| Aim of the exercise |
Starting with the line that contains "of the bridle" and continuing through the last line of the data below, arrange those lines as a numbered list, leaving out any blank lines.

| Data section |
-.-.-
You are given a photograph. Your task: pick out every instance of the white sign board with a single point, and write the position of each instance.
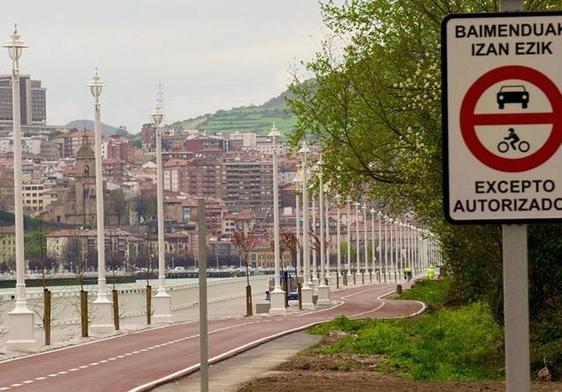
(502, 117)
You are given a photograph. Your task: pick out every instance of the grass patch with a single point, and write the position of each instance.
(432, 292)
(444, 344)
(462, 344)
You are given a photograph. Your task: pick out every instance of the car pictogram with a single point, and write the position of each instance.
(513, 94)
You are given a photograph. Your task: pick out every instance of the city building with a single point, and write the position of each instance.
(71, 141)
(7, 244)
(248, 183)
(33, 102)
(37, 196)
(116, 243)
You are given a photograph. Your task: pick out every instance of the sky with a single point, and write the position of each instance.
(208, 54)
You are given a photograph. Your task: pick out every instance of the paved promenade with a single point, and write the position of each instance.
(127, 362)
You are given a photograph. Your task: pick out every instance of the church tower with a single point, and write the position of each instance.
(84, 169)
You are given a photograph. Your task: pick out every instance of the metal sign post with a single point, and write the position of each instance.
(203, 329)
(515, 290)
(502, 127)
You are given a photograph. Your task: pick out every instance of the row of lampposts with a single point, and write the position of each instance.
(401, 247)
(21, 335)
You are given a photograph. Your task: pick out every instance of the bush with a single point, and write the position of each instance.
(447, 344)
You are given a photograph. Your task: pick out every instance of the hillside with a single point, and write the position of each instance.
(246, 118)
(107, 129)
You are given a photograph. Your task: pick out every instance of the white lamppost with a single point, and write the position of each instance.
(327, 233)
(162, 300)
(323, 289)
(397, 250)
(338, 239)
(381, 275)
(20, 319)
(365, 240)
(349, 276)
(373, 247)
(392, 247)
(315, 280)
(102, 305)
(386, 237)
(277, 295)
(357, 250)
(306, 288)
(296, 181)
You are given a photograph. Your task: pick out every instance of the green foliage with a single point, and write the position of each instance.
(463, 344)
(375, 109)
(247, 118)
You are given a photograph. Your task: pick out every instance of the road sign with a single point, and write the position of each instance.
(502, 117)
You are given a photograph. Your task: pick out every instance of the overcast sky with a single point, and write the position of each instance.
(208, 54)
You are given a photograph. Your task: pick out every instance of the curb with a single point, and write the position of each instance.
(239, 350)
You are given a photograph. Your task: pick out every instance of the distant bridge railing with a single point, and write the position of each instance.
(132, 301)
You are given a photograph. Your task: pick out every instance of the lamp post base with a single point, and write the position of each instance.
(358, 277)
(277, 302)
(20, 331)
(307, 302)
(162, 303)
(315, 284)
(324, 295)
(102, 310)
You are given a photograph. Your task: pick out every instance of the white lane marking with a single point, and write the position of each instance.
(368, 311)
(98, 341)
(231, 327)
(243, 348)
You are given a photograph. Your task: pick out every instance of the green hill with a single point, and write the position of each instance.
(246, 118)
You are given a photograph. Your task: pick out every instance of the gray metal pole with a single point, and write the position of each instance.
(516, 308)
(516, 292)
(203, 338)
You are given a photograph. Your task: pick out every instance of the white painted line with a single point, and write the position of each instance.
(97, 341)
(253, 344)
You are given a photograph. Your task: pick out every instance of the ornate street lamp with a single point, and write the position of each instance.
(277, 295)
(338, 239)
(357, 250)
(306, 288)
(102, 305)
(162, 300)
(323, 289)
(20, 319)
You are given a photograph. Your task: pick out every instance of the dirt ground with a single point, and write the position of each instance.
(342, 373)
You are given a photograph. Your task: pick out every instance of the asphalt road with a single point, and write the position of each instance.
(125, 362)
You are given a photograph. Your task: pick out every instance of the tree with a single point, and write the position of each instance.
(244, 241)
(374, 107)
(145, 207)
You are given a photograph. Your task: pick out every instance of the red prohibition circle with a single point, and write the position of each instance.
(469, 120)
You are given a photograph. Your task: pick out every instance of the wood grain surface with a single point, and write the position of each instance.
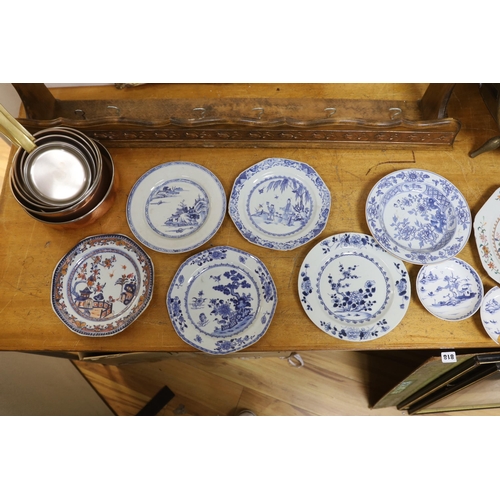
(29, 250)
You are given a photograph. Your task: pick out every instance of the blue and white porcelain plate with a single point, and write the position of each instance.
(353, 289)
(490, 313)
(221, 300)
(418, 216)
(450, 290)
(176, 207)
(279, 203)
(102, 285)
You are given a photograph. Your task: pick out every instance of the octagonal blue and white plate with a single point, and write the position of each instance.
(279, 203)
(221, 300)
(102, 285)
(418, 216)
(352, 289)
(176, 207)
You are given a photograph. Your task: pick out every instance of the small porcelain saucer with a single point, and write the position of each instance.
(490, 313)
(418, 216)
(450, 290)
(176, 207)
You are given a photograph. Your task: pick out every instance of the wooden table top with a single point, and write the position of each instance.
(29, 250)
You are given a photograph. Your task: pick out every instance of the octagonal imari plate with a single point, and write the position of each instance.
(102, 285)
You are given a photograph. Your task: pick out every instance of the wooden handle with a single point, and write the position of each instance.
(15, 131)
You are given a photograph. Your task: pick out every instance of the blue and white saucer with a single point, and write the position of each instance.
(490, 314)
(176, 207)
(221, 300)
(102, 285)
(418, 216)
(352, 289)
(450, 290)
(279, 203)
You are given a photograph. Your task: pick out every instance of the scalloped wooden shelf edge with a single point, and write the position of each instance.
(254, 123)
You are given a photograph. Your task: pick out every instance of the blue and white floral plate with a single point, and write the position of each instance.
(490, 313)
(487, 235)
(418, 216)
(102, 285)
(221, 300)
(279, 203)
(176, 207)
(450, 290)
(353, 289)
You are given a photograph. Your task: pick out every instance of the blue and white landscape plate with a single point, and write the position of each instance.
(279, 203)
(176, 207)
(418, 216)
(352, 289)
(450, 290)
(490, 313)
(221, 300)
(102, 285)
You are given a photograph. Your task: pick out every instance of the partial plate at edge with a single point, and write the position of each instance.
(102, 285)
(176, 207)
(487, 235)
(418, 216)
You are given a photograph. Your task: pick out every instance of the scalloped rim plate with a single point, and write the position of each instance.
(352, 289)
(279, 203)
(221, 300)
(418, 216)
(185, 177)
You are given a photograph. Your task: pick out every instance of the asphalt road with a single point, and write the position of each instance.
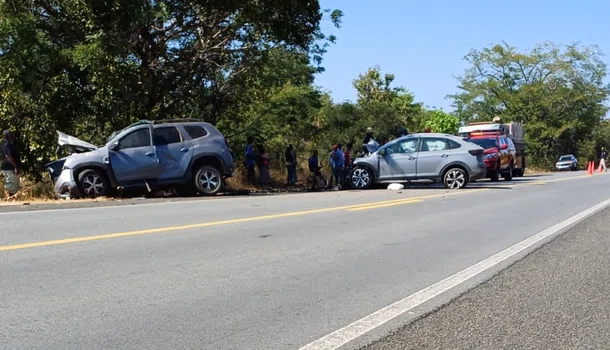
(556, 298)
(273, 272)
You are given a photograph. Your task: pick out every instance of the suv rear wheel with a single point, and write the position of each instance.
(93, 183)
(361, 178)
(455, 178)
(208, 180)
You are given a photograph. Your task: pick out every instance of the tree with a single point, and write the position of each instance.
(441, 122)
(384, 107)
(91, 67)
(558, 92)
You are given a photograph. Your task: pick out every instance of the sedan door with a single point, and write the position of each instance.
(399, 161)
(434, 154)
(133, 157)
(173, 151)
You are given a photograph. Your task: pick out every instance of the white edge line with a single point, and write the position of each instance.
(368, 323)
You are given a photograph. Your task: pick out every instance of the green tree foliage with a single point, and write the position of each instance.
(558, 92)
(89, 67)
(441, 122)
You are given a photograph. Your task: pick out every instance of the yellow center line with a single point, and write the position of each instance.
(386, 205)
(226, 222)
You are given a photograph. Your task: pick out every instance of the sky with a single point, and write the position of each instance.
(423, 43)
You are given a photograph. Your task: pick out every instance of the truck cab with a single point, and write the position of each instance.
(499, 153)
(504, 147)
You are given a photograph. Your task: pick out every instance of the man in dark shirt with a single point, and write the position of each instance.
(11, 164)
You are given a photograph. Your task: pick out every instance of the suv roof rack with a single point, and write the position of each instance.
(185, 120)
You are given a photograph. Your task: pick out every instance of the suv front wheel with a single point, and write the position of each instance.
(93, 183)
(361, 178)
(208, 180)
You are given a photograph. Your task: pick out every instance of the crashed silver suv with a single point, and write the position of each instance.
(145, 155)
(438, 157)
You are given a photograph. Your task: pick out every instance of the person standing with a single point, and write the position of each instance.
(11, 165)
(338, 164)
(263, 166)
(369, 144)
(250, 160)
(291, 165)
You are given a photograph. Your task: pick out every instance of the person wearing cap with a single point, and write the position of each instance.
(369, 145)
(11, 164)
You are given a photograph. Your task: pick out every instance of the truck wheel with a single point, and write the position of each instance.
(208, 180)
(93, 183)
(494, 176)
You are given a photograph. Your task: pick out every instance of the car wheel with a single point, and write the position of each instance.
(455, 178)
(208, 180)
(494, 176)
(93, 183)
(321, 182)
(361, 178)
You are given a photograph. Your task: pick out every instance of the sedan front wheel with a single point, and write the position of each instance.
(455, 178)
(361, 178)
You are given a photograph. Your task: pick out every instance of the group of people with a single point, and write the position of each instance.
(340, 162)
(258, 157)
(340, 159)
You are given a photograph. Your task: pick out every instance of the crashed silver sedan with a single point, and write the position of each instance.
(145, 156)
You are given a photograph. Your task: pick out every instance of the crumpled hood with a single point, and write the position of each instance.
(67, 140)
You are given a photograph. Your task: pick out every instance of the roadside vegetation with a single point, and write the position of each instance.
(88, 68)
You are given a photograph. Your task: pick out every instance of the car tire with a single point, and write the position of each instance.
(494, 176)
(208, 180)
(455, 178)
(361, 178)
(93, 183)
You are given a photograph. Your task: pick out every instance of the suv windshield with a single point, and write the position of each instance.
(485, 143)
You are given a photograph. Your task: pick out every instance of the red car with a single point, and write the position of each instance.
(500, 154)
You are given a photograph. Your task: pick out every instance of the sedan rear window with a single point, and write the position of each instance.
(485, 143)
(195, 131)
(166, 136)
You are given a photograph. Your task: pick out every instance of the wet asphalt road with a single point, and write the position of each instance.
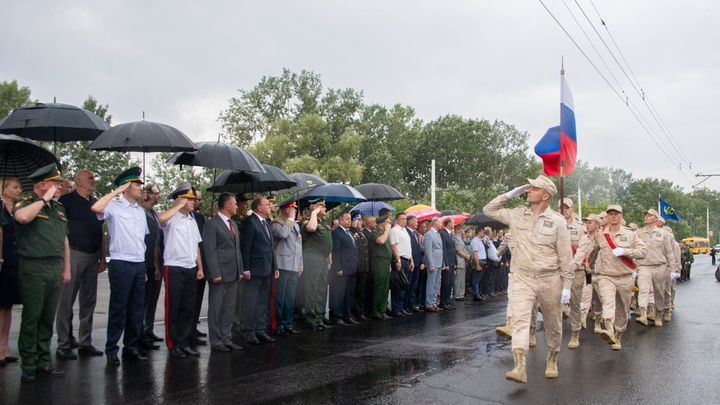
(451, 357)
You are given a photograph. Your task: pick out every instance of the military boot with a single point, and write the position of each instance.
(551, 365)
(518, 372)
(642, 319)
(598, 324)
(505, 330)
(533, 338)
(574, 342)
(668, 315)
(659, 318)
(608, 333)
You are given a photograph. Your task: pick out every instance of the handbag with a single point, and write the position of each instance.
(398, 280)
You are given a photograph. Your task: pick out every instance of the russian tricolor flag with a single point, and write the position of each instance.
(559, 144)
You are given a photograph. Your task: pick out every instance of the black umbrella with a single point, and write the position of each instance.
(219, 155)
(482, 220)
(304, 181)
(379, 192)
(19, 157)
(53, 122)
(247, 182)
(143, 136)
(333, 193)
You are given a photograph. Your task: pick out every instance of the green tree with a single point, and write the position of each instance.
(12, 96)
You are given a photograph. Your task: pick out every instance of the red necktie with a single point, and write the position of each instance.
(232, 231)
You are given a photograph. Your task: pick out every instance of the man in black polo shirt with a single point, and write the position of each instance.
(87, 259)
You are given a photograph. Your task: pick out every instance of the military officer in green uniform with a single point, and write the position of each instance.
(380, 262)
(44, 263)
(317, 250)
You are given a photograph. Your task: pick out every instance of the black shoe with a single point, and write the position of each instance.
(132, 355)
(177, 353)
(65, 354)
(191, 352)
(50, 371)
(89, 350)
(233, 346)
(152, 336)
(219, 348)
(73, 343)
(27, 376)
(113, 360)
(264, 337)
(147, 344)
(197, 342)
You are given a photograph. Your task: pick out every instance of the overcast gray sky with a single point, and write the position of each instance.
(180, 61)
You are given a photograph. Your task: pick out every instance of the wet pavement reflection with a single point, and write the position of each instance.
(451, 357)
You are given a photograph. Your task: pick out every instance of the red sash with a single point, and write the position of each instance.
(626, 260)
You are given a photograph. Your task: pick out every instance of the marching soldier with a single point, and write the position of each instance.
(616, 272)
(653, 268)
(542, 269)
(44, 263)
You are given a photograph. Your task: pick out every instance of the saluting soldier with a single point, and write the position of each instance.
(542, 269)
(653, 269)
(44, 252)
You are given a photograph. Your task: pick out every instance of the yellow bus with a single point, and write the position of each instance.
(697, 244)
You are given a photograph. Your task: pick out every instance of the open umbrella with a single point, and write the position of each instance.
(219, 155)
(53, 122)
(304, 181)
(248, 182)
(19, 157)
(371, 207)
(482, 220)
(379, 192)
(333, 193)
(143, 136)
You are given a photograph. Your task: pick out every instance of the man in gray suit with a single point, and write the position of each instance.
(433, 264)
(221, 238)
(287, 241)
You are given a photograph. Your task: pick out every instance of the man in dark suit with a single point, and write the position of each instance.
(221, 244)
(342, 273)
(412, 299)
(450, 260)
(258, 259)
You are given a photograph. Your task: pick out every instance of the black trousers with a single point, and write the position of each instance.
(342, 292)
(180, 286)
(446, 284)
(255, 301)
(362, 300)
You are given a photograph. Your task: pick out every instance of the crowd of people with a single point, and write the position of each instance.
(270, 271)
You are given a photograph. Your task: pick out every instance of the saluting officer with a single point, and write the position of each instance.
(542, 269)
(44, 261)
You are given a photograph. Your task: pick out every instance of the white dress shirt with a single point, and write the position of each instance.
(127, 224)
(181, 241)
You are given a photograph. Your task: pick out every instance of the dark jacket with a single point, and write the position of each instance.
(256, 247)
(449, 254)
(345, 257)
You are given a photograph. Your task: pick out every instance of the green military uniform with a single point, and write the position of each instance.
(380, 262)
(41, 248)
(317, 247)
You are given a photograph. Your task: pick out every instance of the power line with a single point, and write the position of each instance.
(638, 89)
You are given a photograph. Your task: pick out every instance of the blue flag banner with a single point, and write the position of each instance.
(666, 211)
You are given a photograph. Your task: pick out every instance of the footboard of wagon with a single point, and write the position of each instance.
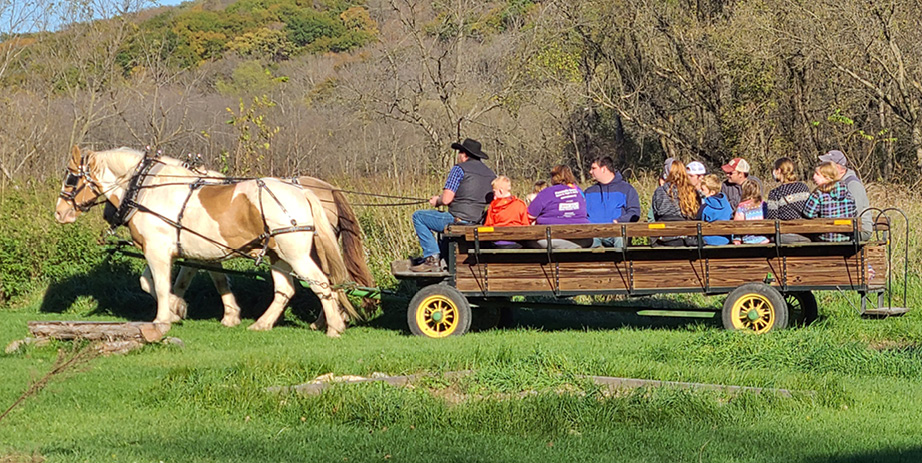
(479, 269)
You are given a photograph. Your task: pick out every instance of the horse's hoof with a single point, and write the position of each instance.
(179, 307)
(259, 327)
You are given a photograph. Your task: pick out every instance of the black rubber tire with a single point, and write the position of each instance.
(755, 307)
(454, 312)
(802, 308)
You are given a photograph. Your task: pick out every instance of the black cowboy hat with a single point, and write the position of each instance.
(471, 147)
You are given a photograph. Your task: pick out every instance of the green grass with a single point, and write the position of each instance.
(523, 402)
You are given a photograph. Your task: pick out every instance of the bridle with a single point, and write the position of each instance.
(72, 180)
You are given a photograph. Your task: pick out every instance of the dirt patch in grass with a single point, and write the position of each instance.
(22, 458)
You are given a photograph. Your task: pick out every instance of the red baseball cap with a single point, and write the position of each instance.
(736, 164)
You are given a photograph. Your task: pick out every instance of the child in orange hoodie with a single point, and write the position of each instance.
(506, 210)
-.-.-
| Final result |
1. You are given a photograph. Your task: pick out every instance of the bridle with a single point, and write the position of each instance.
2. (72, 180)
3. You are given a photograph. Your task: pick out every instance of the dirt patch in grass with a single point, and write the position of each instance.
4. (22, 458)
5. You are given a photograph. Your task: pick out every instance of the red baseball cap with a single point, and write the position of each instance.
6. (736, 164)
7. You are given a photograph. Your task: pick out every instance of the child in orange hoodie with a single point, and write the position of each instance.
8. (506, 210)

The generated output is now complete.